* Work to complete:
Scan the records for the string "metal"; copy each line where it occurs.

* The data:
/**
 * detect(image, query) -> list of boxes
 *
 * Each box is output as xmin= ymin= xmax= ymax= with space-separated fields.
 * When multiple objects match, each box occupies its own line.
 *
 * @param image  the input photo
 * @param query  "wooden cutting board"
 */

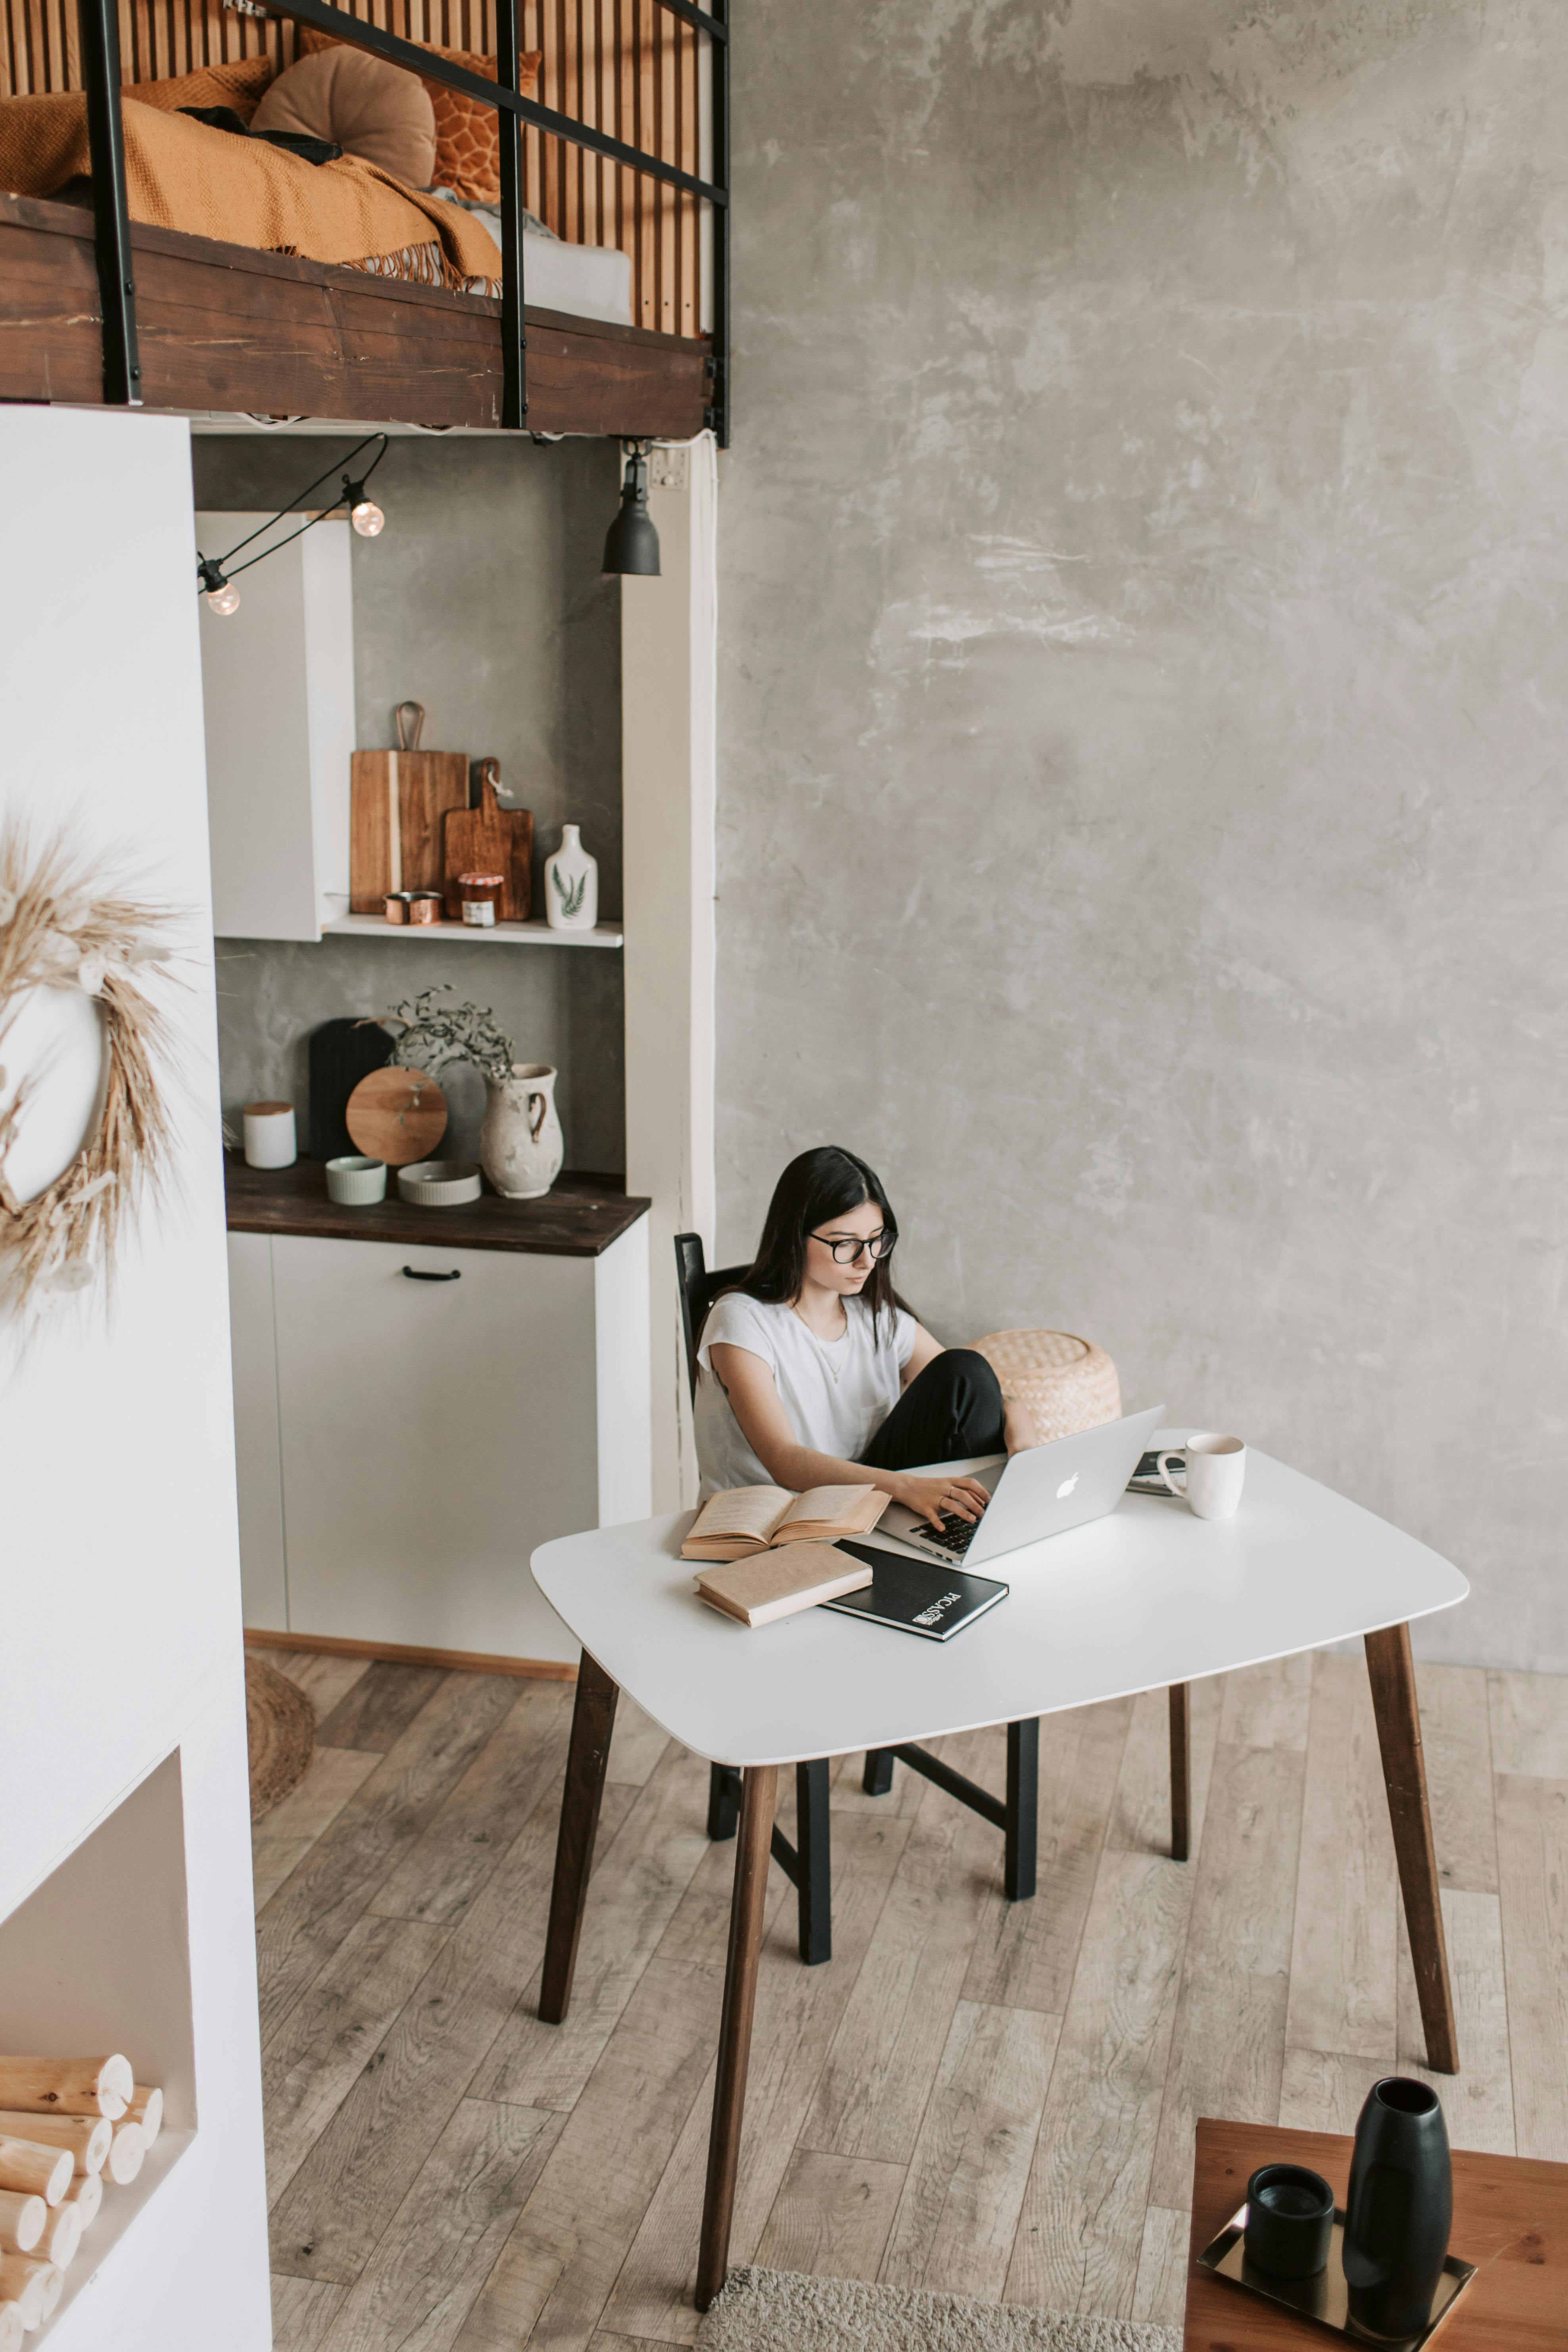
xmin=442 ymin=759 xmax=532 ymax=922
xmin=344 ymin=1066 xmax=448 ymax=1166
xmin=350 ymin=703 xmax=469 ymax=912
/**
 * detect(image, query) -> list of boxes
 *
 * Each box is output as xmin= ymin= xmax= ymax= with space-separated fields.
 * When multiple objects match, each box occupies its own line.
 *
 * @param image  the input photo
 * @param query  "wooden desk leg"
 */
xmin=1169 ymin=1683 xmax=1191 ymax=1862
xmin=1364 ymin=1623 xmax=1459 ymax=2074
xmin=538 ymin=1649 xmax=619 ymax=2027
xmin=695 ymin=1763 xmax=778 ymax=2312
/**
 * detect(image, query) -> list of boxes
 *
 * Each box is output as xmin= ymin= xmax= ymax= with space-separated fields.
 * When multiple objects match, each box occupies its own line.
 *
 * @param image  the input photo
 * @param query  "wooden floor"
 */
xmin=253 ymin=1648 xmax=1568 ymax=2352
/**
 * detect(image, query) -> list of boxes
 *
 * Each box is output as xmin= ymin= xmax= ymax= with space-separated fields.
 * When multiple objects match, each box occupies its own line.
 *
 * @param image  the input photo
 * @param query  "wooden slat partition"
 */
xmin=0 ymin=0 xmax=707 ymax=337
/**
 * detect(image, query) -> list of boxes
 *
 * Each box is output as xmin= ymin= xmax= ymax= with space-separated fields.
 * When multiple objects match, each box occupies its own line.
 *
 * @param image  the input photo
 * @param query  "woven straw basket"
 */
xmin=971 ymin=1329 xmax=1121 ymax=1443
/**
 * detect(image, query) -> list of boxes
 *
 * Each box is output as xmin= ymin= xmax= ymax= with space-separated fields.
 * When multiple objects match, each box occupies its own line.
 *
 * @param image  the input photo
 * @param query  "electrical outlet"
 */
xmin=649 ymin=445 xmax=689 ymax=493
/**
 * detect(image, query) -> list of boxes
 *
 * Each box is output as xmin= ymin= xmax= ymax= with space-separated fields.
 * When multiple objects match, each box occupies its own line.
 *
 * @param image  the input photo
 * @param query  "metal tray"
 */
xmin=1196 ymin=2203 xmax=1478 ymax=2347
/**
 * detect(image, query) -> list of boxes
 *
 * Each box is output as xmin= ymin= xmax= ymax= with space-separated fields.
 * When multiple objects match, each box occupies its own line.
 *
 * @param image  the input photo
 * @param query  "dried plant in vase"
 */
xmin=382 ymin=984 xmax=516 ymax=1084
xmin=0 ymin=821 xmax=182 ymax=1323
xmin=379 ymin=985 xmax=563 ymax=1198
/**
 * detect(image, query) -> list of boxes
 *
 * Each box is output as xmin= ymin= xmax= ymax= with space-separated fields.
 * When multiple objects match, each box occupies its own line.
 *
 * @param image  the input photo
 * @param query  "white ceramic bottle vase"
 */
xmin=480 ymin=1063 xmax=564 ymax=1198
xmin=545 ymin=824 xmax=598 ymax=932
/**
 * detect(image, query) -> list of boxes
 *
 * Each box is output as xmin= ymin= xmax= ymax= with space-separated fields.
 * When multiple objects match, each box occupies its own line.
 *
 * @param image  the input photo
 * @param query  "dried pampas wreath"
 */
xmin=0 ymin=822 xmax=182 ymax=1321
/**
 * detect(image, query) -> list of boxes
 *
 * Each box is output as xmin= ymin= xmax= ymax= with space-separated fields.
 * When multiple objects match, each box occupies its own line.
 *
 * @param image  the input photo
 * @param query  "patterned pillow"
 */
xmin=296 ymin=25 xmax=541 ymax=200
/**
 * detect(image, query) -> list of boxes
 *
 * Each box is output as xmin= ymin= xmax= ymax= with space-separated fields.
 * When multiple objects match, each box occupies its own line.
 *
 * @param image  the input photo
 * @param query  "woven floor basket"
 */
xmin=971 ymin=1329 xmax=1121 ymax=1443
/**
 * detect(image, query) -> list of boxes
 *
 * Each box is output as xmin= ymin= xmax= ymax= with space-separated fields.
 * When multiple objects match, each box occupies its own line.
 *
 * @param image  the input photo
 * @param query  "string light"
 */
xmin=344 ymin=477 xmax=386 ymax=537
xmin=198 ymin=559 xmax=240 ymax=616
xmin=195 ymin=432 xmax=391 ymax=616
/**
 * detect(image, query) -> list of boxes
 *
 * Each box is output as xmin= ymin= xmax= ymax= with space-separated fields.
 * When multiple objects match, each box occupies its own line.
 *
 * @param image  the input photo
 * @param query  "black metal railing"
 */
xmin=75 ymin=0 xmax=730 ymax=440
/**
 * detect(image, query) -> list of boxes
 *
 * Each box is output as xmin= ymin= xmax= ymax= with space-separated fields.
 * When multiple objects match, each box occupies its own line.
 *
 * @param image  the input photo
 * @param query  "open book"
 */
xmin=681 ymin=1482 xmax=889 ymax=1563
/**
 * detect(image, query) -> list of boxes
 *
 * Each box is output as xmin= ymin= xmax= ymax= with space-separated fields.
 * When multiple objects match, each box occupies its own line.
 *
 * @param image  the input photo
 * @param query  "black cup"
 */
xmin=1245 ymin=2163 xmax=1336 ymax=2281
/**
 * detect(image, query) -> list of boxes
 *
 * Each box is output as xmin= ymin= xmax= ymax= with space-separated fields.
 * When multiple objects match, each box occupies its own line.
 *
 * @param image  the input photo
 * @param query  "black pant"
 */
xmin=859 ymin=1348 xmax=1006 ymax=1472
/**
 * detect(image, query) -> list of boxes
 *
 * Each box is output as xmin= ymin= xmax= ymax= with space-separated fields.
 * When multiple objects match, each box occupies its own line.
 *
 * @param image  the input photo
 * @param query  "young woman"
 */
xmin=696 ymin=1146 xmax=1036 ymax=1529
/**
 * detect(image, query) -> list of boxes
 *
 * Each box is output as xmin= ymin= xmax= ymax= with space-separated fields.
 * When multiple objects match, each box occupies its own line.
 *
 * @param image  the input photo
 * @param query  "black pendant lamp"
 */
xmin=603 ymin=440 xmax=660 ymax=576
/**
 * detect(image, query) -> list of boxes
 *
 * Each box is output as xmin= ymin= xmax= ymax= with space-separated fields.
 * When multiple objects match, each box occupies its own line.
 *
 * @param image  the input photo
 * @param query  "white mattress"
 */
xmin=463 ymin=207 xmax=634 ymax=327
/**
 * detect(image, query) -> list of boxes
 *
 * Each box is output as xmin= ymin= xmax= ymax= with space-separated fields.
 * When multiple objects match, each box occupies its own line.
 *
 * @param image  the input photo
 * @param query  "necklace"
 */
xmin=794 ymin=1303 xmax=849 ymax=1383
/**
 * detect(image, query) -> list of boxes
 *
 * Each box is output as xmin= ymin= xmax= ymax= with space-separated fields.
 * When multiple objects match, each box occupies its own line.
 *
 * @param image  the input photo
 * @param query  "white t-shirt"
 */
xmin=695 ymin=1290 xmax=918 ymax=1496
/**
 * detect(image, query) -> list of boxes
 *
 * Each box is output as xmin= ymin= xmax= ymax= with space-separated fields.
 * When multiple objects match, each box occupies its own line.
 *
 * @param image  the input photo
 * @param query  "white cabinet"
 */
xmin=227 ymin=1218 xmax=651 ymax=1665
xmin=197 ymin=512 xmax=354 ymax=940
xmin=226 ymin=1231 xmax=287 ymax=1630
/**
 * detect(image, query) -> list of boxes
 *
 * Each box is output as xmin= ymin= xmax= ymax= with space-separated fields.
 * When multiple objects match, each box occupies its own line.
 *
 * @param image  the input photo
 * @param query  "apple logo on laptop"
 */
xmin=1056 ymin=1473 xmax=1079 ymax=1500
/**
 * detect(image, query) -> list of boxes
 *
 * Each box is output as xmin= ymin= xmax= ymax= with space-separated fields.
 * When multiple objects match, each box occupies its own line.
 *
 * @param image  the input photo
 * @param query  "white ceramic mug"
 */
xmin=1159 ymin=1432 xmax=1246 ymax=1520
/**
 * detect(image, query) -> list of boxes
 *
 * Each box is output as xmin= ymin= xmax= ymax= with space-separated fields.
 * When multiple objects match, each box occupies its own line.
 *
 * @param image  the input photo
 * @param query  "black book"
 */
xmin=820 ymin=1541 xmax=1008 ymax=1641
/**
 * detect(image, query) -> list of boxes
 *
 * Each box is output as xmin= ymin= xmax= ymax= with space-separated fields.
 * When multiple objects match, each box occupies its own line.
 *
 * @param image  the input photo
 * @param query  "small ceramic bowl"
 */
xmin=326 ymin=1154 xmax=387 ymax=1205
xmin=397 ymin=1159 xmax=482 ymax=1207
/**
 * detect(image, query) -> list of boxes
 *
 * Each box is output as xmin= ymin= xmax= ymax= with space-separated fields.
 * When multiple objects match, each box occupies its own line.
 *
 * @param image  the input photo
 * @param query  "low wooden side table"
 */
xmin=1186 ymin=2118 xmax=1568 ymax=2350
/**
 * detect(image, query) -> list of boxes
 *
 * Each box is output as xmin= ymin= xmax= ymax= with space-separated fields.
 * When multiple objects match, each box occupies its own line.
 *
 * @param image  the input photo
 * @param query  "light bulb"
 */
xmin=350 ymin=498 xmax=385 ymax=538
xmin=207 ymin=578 xmax=241 ymax=616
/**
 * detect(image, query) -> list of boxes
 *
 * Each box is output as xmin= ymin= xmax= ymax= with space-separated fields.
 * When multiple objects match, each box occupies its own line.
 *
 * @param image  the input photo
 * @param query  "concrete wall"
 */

* Answer section:
 * @param query  "metal tray"
 * @param query  "black metal railing"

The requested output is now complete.